Selection:
◆ ◆ ◆ ◆ ◆ ◆ ◆

Minoneti Mafua readily admits it's athletics that keep him in school.

"Being able to play sports is the thing that motivates me to do good in school," Mafua said. "When I'm not playing sports, I just find myself in trouble. My mom agrees. She'd rather have me playing football than smoking and drinking."

Which is why the Mafuas are so distraught that the 17-year-old senior was denied eligibility to play football at Cottonwood in two separate hearings with the Utah High School Activities Association. Mino Mafua played football and attended Highland High for most of his high school career. Then in October of his junior year, he and Rams head coach Brody Benson had an argument about the fact that he'd failed three classes. Mafua said he'd actually improved his grades in two of the classes, but teachers hadn't yet posted the information, something Benson confirmed at the hearings. Still, when the coach talked with Mafua about letting his teammates down, the teen said he wanted no more to do with the team.

Benson said it was the fourth time Mafua had quit the team. Mafua said he was ridiculed by teammates and coaches for his poor academic performance, which at times improved significantly thanks to tutoring and study hall programs organized by the Highland coaching staff. Mafua continued in school at Highland until mid-February, when he said an incident involving a snowball being thrown through a window and landing on a teacher's desk was blamed on him. After that, he said, counselors told him they wanted to send him to Horizonte, an alternative high school. Highland officials contend the move to Horizonte was strictly academically motivated.

"My mom tried to see if there was anything I could do to stay, but they said if I went for three weeks and did well, they'd let me back in," Mafua said.

The paperwork from Horizonte states Mafua could return to Highland if he did two things — make up a ninth-grade credit and be current in his academic progress. Highland principal Paul Schulte said Mafua did neither.

"Kids can always come back from Horizonte," Schulte said in Mafua's original hearing. Most return at the end or beginning of terms when credits are made up.

But the teen didn't want to attend Horizonte an entire quarter. Mafua said he hated Horizonte and his mother claimed it was a bad environment for her already struggling son. So she began looking to get him back in Highland or another school.

Before Mafua even transferred to Horizonte, Benson said he was approached by a teacher who asked about sending Mafua to Judge. Another Highland student who'd struggled academically transferred to Judge, which is a private school costing around $9,000 per year, and went on to do very well in school.

Benson said he agreed to sign paperwork to allow Mafua to go to Judge because it would be better for him academically. He said sports wasn't mentioned in those conversations, none of which included Mafua. Judge football coach James Cordova did call Benson and tell him Mafua had come to Judge, which is a 3A school, to talk to him about playing football for the Bulldogs. Benson said he agreed to a transfer but never received paperwork on the subject and didn't consider that transfer athletically motivated.

Benson then heard rumors that Mafua planned to return to Highland this fall, but instead, his mom showed up with transfer papers to Cottonwood.

"I said I wouldn't sign the papers for him to play at Cottonwood," Benson said in the original hearing. "I put three years into this kid, and now he's going to play for our crosstown rival? It's not for academic reasons."

◆ ◆ ◆ ◆ ◆ ◆ ◆

(A block of data)
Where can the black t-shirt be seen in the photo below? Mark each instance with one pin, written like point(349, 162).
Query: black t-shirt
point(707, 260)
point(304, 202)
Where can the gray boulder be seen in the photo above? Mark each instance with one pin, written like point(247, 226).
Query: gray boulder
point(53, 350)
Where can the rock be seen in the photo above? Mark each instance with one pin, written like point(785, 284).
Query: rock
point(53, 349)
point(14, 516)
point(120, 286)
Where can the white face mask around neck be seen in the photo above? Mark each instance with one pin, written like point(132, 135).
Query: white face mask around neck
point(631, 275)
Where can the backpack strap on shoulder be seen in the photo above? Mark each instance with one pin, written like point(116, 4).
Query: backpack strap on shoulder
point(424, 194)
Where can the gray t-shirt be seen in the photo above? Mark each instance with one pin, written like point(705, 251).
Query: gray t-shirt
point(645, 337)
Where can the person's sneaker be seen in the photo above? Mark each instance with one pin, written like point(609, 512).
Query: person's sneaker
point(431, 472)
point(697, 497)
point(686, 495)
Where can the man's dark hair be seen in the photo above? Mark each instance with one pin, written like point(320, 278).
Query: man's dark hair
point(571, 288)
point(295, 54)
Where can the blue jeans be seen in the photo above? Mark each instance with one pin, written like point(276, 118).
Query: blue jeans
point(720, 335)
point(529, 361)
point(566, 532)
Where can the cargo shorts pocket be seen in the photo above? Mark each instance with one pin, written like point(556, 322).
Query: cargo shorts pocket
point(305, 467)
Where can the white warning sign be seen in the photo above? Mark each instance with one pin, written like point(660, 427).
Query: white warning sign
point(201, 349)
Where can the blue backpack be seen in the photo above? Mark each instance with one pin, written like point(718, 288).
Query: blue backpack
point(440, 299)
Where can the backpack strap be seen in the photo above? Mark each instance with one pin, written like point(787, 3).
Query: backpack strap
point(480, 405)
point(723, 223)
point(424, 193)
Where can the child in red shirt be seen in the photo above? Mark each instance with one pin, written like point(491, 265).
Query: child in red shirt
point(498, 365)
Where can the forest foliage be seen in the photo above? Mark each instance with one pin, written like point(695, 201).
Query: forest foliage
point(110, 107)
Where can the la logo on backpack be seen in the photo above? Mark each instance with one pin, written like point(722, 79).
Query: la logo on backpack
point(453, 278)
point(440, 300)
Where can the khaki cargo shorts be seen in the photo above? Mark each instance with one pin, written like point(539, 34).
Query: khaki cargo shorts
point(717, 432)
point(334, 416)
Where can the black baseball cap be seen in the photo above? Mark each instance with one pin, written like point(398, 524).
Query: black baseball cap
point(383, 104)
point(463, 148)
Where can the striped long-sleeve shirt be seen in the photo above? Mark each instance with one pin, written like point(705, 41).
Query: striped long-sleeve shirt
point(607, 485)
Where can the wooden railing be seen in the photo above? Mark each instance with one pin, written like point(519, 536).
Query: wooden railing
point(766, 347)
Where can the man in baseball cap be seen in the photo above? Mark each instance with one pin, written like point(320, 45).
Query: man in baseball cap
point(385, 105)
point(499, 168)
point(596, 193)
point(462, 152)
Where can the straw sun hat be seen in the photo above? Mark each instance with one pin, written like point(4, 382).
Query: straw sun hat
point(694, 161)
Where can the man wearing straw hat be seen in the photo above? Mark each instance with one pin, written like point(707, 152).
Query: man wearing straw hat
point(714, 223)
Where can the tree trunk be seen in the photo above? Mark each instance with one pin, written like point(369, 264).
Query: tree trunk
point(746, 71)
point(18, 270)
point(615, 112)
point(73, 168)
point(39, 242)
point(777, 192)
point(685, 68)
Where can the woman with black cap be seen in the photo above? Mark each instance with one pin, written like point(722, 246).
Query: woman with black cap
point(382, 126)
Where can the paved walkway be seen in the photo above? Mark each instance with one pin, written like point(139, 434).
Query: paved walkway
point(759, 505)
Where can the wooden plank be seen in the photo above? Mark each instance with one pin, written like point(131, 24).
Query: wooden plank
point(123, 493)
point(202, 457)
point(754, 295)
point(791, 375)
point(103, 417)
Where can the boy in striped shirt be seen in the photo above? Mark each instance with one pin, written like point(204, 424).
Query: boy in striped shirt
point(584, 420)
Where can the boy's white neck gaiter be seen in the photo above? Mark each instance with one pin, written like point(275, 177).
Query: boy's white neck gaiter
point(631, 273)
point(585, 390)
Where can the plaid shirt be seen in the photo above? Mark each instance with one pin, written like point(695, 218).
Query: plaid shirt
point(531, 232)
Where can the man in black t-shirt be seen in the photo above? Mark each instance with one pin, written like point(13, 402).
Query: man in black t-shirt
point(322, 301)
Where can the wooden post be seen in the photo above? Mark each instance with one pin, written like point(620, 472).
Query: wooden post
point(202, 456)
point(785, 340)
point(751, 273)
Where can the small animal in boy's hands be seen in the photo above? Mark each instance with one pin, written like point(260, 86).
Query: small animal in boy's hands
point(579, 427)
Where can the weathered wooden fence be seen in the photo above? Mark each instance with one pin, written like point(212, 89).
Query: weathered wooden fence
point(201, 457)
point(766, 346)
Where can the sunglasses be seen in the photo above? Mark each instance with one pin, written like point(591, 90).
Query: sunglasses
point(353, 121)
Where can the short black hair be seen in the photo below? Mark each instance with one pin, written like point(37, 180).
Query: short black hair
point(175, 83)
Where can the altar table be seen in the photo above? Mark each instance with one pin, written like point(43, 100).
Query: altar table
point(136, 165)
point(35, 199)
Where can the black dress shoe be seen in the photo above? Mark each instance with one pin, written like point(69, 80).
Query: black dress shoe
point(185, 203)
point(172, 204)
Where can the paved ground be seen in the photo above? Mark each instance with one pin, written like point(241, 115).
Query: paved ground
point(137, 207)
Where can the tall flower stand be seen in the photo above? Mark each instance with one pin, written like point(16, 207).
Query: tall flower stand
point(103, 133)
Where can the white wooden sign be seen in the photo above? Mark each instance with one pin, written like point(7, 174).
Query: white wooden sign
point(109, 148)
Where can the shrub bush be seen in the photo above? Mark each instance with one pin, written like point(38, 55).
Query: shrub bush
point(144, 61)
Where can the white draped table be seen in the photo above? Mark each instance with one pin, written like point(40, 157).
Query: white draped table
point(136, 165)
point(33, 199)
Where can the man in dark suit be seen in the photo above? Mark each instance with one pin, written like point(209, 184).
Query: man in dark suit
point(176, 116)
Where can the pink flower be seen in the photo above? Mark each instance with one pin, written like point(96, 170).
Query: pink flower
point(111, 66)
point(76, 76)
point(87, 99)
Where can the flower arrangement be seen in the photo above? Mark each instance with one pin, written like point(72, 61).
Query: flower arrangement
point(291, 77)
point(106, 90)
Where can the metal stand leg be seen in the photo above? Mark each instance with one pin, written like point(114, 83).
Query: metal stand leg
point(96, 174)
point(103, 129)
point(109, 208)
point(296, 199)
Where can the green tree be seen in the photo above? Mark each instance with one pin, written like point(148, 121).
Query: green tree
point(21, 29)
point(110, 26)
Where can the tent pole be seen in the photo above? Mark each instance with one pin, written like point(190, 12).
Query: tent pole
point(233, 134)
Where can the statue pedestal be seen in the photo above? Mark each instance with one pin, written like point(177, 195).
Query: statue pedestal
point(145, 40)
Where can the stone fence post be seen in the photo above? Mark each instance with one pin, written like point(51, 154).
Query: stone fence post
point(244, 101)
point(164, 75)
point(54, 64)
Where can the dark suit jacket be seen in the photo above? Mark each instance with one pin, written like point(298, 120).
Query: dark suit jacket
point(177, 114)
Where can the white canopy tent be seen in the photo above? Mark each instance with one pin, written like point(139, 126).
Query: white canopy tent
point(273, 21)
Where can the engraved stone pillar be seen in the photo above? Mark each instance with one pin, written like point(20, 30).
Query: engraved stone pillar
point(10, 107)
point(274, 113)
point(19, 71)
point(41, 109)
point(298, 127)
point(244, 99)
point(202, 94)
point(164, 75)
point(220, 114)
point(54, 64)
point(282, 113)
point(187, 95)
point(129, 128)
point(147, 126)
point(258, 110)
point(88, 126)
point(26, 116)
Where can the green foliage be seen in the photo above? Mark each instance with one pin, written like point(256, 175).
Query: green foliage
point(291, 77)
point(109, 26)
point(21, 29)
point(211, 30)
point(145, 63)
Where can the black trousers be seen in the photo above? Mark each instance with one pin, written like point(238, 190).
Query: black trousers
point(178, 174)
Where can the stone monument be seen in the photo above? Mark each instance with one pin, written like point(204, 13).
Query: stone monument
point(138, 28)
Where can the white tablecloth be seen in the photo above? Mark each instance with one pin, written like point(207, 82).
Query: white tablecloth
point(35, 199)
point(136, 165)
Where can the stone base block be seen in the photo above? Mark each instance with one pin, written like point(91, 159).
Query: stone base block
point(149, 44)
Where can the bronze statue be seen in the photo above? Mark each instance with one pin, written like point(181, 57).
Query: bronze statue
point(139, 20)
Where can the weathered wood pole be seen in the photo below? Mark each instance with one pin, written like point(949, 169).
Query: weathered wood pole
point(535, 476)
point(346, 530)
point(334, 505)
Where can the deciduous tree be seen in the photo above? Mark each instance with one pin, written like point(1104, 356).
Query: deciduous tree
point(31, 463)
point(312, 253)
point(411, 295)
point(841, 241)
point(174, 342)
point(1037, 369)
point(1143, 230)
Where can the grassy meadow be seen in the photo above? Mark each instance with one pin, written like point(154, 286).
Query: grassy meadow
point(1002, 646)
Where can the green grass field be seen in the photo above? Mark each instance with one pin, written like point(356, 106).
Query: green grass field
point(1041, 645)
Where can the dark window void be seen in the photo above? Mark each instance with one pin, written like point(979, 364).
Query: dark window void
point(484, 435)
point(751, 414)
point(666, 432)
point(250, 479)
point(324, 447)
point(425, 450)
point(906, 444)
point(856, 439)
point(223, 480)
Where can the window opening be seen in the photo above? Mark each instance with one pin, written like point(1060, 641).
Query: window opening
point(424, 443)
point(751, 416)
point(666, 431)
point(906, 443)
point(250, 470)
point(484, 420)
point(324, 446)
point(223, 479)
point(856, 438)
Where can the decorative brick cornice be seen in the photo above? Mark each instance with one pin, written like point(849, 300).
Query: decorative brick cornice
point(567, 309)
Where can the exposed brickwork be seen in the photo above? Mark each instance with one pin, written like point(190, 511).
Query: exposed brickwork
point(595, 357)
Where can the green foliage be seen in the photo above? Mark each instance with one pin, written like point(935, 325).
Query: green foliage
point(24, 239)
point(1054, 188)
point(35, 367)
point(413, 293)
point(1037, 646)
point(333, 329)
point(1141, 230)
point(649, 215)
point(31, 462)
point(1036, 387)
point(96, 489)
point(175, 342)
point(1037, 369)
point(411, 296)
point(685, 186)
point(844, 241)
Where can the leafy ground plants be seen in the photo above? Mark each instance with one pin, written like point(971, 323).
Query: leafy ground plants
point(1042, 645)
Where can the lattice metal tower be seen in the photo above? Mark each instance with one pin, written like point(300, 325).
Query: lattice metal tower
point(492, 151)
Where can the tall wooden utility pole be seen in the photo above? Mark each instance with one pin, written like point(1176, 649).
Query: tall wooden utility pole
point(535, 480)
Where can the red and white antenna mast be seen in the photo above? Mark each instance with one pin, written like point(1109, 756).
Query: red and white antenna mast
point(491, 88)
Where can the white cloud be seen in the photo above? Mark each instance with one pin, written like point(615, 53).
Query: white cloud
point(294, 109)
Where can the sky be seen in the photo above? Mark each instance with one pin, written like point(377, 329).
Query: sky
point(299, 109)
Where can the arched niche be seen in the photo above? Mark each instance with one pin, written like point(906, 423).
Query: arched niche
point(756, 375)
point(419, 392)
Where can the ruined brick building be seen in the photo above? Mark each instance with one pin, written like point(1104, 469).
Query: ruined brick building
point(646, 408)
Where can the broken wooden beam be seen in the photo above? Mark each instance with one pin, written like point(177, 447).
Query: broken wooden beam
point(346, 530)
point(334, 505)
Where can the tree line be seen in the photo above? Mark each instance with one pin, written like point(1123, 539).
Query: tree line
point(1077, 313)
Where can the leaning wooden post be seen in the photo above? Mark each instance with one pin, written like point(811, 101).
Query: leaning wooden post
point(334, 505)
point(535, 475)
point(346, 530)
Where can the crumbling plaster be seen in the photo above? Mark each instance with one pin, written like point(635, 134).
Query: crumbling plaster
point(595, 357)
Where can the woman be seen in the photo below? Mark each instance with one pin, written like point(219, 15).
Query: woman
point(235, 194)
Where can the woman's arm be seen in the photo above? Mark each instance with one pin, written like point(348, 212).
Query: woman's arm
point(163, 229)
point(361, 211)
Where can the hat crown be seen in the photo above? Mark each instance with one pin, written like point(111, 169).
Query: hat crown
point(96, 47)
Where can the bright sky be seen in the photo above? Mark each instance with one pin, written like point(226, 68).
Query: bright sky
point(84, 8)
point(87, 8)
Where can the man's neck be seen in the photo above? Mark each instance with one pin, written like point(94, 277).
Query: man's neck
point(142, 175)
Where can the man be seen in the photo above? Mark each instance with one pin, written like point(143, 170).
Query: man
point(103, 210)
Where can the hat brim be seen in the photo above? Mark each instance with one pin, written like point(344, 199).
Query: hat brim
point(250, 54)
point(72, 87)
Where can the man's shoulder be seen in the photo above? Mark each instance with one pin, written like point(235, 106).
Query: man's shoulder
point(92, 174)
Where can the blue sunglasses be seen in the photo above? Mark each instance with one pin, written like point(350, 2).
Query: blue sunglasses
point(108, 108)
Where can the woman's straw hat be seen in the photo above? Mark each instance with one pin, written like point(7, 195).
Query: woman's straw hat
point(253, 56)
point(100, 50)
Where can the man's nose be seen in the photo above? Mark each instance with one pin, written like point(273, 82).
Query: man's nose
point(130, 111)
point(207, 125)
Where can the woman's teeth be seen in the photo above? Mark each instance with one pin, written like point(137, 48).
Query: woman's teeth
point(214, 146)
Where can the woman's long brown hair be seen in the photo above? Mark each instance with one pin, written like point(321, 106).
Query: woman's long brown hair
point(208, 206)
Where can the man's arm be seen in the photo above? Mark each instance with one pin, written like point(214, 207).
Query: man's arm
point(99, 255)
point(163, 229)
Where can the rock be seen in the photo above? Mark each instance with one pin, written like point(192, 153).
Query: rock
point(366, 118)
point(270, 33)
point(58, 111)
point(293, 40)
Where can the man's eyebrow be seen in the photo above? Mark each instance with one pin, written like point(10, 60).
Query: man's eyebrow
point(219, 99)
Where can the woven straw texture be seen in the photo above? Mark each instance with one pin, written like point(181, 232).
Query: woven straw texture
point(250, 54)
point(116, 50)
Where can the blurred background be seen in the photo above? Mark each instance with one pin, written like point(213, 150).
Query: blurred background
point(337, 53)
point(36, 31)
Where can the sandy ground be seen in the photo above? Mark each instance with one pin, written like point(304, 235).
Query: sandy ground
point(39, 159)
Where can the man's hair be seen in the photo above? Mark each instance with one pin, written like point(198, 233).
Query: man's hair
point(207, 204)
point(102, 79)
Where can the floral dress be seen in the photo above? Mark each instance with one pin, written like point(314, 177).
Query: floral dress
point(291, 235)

◆ ◆ ◆ ◆ ◆ ◆ ◆

Objectives:
1. According to the article on Minoneti Mafua's eligibility, what two conditions did the Horizonte paperwork set for his return to Highland?
2. Continue the article about Minoneti Mafua's football eligibility, picking up after its final paragraph.

Answers to each task:
1. He had to make up a ninth-grade credit and be current in his academic progress.

2.
Benson said on Tuesday, after Mafua was denied the opportunity to play in his appeal last week, that he firmly believes the transfer was athletically motivated.

"I definitely think it was from what the mom told me," Benson said. "She said she wanted him to go to Cottonwood, but he would only go if he could play football."

UHSAA attorney Mark Van Wagoner said both panels relied on what the mother said and the fact that he'd quit the football team at Highland to make their determination.

"Despite everything else, there was a statement made by his mother that could reasonably be characterized as an admission that he was going to Cottonwood to play football," Van Wagoner said. "Also on appeal there was truly nothing introduced to take away from that statement that had been made."

Helen Mafua doesn't dispute that she said that to Benson, but said it's been misunderstood. Her son, she said, is one of those students who does better in school when he's deeply involved in athletics.

"Sports wasn't the issue," she said. "He cares about that, but it was about school. I saw him getting down. He said he felt like a loser. My oldest daughter dropped out of Horizonte. ... I just wanted him back in a normal school. I didn't want him to drop out."

The Mafuas looked at West, Judge and Cottonwood when trying to find the best situation for Mafua. Helen Mafua said she never anticipated she'd be questioned about the move by anyone at Highland.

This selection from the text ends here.